Inoltre, attraverso l’introduzione di un nuovo lessico ideologico per i lavoratori, al fine di identificare gli interessi aziendali con gli interessi antagonistici dei soggetti che lavorano, cerca di cooptare soggettivamente e decostruire la classe operaia, come suggerito dalla parola “collaboratore” o il teatrino degli impresari che incoraggiano una moralità da “buon lavoratore”. Questi meccanismi non eliminano l’allontanamento tra il prodotto e il produttore, in quanto questi rimane ignaro del prodotto finale del suo lavoro, come ci ricorda Antunes:
“La sussunzione del modo di pensare del lavoratore a quello diretto dal capitale, l’assoggettamento dell’essere che lavora allo ‘spirito Toyota’, alla ‘famiglia Toyota’ è di intensità nettamente maggiore, è qualitativamente distinta da quella esistente nell’era del fordismo. Quest’ultima era mossa centralmente da una logica più dispotica; la logica del toyotismo è più consensuale, più coinvolgente, più partecipativa, in realtà più manipolatoria”.
Nonostante abbia notato la diminuzione degli operai tradizionali, l’autore individua la costante espansione dei salari precari, tipica della sottoproletarizzazione. Cioè, mostra che una maggiore complessità, frammentazione ed eterogeneità prende la forma del lavoro, mentre i lavoratori temporanei, i lavoratori parziali, i lavoratori esternalizzati, i lavoratori informali, la predominanza delle donne (nel settore dei servizi) …, costituiscono questa nuova morfologia del lavoro nell’era della disoccupazione strutturale.

[Estratti dei dati di etichettatura delle posizioni]
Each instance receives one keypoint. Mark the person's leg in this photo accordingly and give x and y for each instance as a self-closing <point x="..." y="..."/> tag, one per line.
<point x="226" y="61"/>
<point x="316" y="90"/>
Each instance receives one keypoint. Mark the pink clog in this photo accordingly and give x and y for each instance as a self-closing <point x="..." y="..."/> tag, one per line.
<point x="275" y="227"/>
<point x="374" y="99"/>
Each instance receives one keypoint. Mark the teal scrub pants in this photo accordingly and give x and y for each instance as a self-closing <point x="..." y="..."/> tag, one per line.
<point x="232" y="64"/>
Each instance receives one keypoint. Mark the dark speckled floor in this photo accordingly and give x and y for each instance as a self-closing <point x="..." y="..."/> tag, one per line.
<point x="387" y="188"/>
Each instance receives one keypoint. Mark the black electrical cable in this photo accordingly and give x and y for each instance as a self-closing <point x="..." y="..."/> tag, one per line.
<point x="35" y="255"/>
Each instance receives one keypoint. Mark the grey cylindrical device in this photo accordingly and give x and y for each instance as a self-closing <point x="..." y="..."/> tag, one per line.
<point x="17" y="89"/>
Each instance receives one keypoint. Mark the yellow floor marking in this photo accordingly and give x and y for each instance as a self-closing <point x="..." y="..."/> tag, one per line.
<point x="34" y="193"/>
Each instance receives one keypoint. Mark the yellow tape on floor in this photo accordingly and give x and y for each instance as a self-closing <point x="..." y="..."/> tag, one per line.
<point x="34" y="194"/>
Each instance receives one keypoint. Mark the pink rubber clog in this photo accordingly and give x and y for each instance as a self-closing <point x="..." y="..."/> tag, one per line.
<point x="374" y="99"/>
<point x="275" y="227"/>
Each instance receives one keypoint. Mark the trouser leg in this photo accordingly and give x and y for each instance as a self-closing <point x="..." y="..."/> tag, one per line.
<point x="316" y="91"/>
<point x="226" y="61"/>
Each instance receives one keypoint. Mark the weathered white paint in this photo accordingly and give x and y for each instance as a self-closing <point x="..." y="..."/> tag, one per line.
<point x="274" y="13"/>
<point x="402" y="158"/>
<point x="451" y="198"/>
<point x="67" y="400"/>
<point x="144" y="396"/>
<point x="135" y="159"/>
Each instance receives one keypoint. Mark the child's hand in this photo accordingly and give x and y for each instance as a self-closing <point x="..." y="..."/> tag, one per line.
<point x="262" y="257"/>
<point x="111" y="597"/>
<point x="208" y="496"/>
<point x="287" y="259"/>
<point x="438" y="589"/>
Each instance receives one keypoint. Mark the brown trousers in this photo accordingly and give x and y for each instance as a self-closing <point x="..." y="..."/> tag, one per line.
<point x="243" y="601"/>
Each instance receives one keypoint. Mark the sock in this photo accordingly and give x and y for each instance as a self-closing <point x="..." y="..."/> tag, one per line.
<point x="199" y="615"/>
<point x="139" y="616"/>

CONSEGNE DELL'ESERCIZIO:
- A) Restituisci dal testo sul toyotismo il passo che inizia con "Nonostante abbia notato" e termina con "della disoccupazione strutturale.".
- B) Nel testo sul toyotismo, da quale logica era mossa centralmente l'era del fordismo?
- C) Secondo il testo sul toyotismo, perché i meccanismi come il nuovo lessico ideologico per i lavoratori non eliminano l'allontanamento tra il prodotto e il produttore?

SOLUZIONI:
- A)
Nonostante abbia notato la diminuzione degli operai tradizionali, l’autore individua la costante espansione dei salari precari, tipica della sottoproletarizzazione. Cioè, mostra che una maggiore complessità, frammentazione ed eterogeneità prende la forma del lavoro, mentre i lavoratori temporanei, i lavoratori parziali, i lavoratori esternalizzati, i lavoratori informali, la predominanza delle donne (nel settore dei servizi) …, costituiscono questa nuova morfologia del lavoro nell’era della disoccupazione strutturale.

- B) Da una logica più dispotica.

- C) Non lo eliminano perché il produttore rimane ignaro del prodotto finale del suo lavoro.